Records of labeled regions
--- Begin ---

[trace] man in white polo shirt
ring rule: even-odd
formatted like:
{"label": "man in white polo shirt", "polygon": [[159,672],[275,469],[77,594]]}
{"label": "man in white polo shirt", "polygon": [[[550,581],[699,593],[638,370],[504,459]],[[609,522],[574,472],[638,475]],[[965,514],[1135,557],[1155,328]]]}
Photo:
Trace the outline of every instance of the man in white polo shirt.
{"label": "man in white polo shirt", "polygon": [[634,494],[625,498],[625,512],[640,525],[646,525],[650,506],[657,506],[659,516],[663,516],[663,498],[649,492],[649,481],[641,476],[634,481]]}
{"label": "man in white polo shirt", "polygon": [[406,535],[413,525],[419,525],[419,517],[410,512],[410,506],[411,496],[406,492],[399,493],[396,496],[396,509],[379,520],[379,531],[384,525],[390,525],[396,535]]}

--- End ---

> _Exercise_: Convert each line of the material above into a JSON list of strings, one string per line, leaving out blank lines.

> _Finished task_:
[
  "[trace] man in white polo shirt",
  "ring rule: even-odd",
  "formatted like:",
  "{\"label\": \"man in white polo shirt\", \"polygon\": [[159,672],[275,469],[77,594]]}",
  "{\"label\": \"man in white polo shirt\", \"polygon\": [[[550,581],[699,593],[638,370],[504,459]],[[609,522],[574,472],[638,475]],[[965,514],[1135,557],[1155,328]]]}",
  "Photo:",
  "Trace the outline of every instance of the man in white polo shirt.",
  "{\"label\": \"man in white polo shirt\", \"polygon\": [[634,494],[625,498],[625,512],[640,525],[646,525],[650,506],[657,506],[659,516],[663,516],[663,498],[649,492],[649,481],[641,476],[634,481]]}",
  "{\"label\": \"man in white polo shirt\", \"polygon\": [[406,535],[413,525],[419,525],[419,517],[410,512],[410,506],[411,496],[406,492],[399,493],[396,496],[396,509],[379,520],[379,531],[384,525],[390,525],[396,535]]}"
]